(Beginning of SELECTED EXTRACT)

Shellfish poisoning, have you ever suffered from it? There is rule that when there is not a “R” in the month you should be more careful on eating clams, oysters, mussels or scallops. Today with more commercial harvesting that risk or rule has been greatly reduced. I gather in the months of May, June, July and August- the northern hemospheres (usually) warmer months- there is higher potential where algal blooms and also in European climate, some shellfish are less palatable as oysters, for example, are spawning at this time. This raises the risk that can spread toxins and lead to a possible poisoning.
Now you might be wondering what this has got to do with innovation? Well, I’m off to Singapore for ten days in early May and I certainly will be ‘hitting’ the shell-fish buffet but really innovation is top of my agenda for this visit and one thing that I will remind people about is to focus on the “R” in innovation.
What do I mean by focusing on the “R” in innovation?
My three “R’s” are Revitalise, Renovate and Regenerate, all often ignored within innovation. How often do we push on regardless, ignoring a number of warning signs and don’t take the time to stop and take stock to see what we can shed and simply get rid of.
I wrote a piece early last year (http://bit.ly/eOuO82) about “Writing off legacy within your innovation systems” as we tend to layer on to existing systems and processes instead of taking the chance to step back and see things from the current or future perspective, we stay locked in our past learning and approaches. Well I certainly feel we all need to re-think that for shedding legacy. We also need to find those three “R’s” hidden within innovation.
Firstly you need to challenge your vision and where innovation is required to fit. Often by simply resetting the vision and how innovation fits within your (evolving) strategy does make a difference to everyone’s understanding of the purpose and direct from their innovation efforts. We do need to constantly change, to challenge and to revitalise on a regular basis. We need to redefine what we are wanting out of innovation and then take that fresh look at systems, processes, cultures and capabilities. We need to produce a revitalisation ‘action plan’ that restores and refreshes the ‘impact’ points that innovation can offer. Restoring the value of innovation needs to be constantly rethought at corporate and operational level.

(End of SELECTED EXTRACT)
(Beginning of DATASET ENTRIES)

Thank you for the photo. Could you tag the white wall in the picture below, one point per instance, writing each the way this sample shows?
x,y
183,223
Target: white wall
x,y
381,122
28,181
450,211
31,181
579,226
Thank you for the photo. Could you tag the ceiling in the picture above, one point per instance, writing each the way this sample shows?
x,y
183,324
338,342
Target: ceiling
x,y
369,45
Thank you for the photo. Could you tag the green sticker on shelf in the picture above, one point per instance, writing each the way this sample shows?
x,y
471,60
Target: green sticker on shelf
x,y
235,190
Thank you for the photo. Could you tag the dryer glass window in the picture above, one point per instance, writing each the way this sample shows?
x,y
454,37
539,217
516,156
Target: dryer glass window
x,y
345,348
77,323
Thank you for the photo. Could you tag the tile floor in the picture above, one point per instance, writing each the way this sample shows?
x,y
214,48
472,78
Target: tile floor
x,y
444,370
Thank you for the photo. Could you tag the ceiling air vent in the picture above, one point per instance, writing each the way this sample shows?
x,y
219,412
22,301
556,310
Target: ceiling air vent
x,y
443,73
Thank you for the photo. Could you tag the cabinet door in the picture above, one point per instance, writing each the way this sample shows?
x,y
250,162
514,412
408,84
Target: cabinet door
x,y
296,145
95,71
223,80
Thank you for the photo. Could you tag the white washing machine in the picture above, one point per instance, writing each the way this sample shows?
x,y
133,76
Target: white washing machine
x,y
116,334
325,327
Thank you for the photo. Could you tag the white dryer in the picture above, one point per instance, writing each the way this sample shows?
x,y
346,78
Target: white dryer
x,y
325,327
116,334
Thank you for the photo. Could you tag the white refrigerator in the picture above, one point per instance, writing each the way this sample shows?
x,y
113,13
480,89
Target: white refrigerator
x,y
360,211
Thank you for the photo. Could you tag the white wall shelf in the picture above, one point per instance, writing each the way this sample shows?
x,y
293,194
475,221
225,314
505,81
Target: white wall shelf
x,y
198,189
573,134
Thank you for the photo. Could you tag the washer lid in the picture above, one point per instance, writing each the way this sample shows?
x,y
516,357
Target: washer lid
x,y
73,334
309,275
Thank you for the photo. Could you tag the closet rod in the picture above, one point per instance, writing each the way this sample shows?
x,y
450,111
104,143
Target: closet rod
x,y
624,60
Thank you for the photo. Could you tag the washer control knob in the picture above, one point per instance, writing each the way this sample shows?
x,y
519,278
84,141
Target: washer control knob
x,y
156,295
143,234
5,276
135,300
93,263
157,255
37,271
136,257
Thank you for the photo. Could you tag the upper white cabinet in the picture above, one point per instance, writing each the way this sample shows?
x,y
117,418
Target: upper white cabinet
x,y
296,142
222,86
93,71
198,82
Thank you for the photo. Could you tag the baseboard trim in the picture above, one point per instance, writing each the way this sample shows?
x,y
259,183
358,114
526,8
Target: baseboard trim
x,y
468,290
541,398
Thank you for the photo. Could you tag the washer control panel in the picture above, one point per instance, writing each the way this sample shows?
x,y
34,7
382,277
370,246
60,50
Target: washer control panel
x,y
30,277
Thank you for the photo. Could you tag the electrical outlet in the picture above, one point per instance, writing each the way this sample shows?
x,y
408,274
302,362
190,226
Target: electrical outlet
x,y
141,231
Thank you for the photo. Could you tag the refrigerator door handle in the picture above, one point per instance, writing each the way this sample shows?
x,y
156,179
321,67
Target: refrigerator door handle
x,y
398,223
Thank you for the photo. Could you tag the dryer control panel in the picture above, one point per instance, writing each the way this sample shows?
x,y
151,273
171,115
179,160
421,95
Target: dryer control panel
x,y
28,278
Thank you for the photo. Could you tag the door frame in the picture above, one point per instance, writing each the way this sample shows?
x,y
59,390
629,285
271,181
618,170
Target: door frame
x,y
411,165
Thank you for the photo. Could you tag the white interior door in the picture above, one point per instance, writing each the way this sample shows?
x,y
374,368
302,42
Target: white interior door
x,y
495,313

(End of DATASET ENTRIES)

(TASKS FOR THIS EXERCISE)
**a.** In the post on innovation, what are the three "R's" the writer names?
**b.** Set down word for word the part of the post on innovation that runs from "Now you might" up to and including "get rid of.".

(ANSWERS)
**a.** Revitalise, Renovate and Regenerate.

**b.**
Now you might be wondering what this has got to do with innovation? Well, I’m off to Singapore for ten days in early May and I certainly will be ‘hitting’ the shell-fish buffet but really innovation is top of my agenda for this visit and one thing that I will remind people about is to focus on the “R” in innovation.
What do I mean by focusing on the “R” in innovation?
My three “R’s” are Revitalise, Renovate and Regenerate, all often ignored within innovation. How often do we push on regardless, ignoring a number of warning signs and don’t take the time to stop and take stock to see what we can shed and simply get rid of.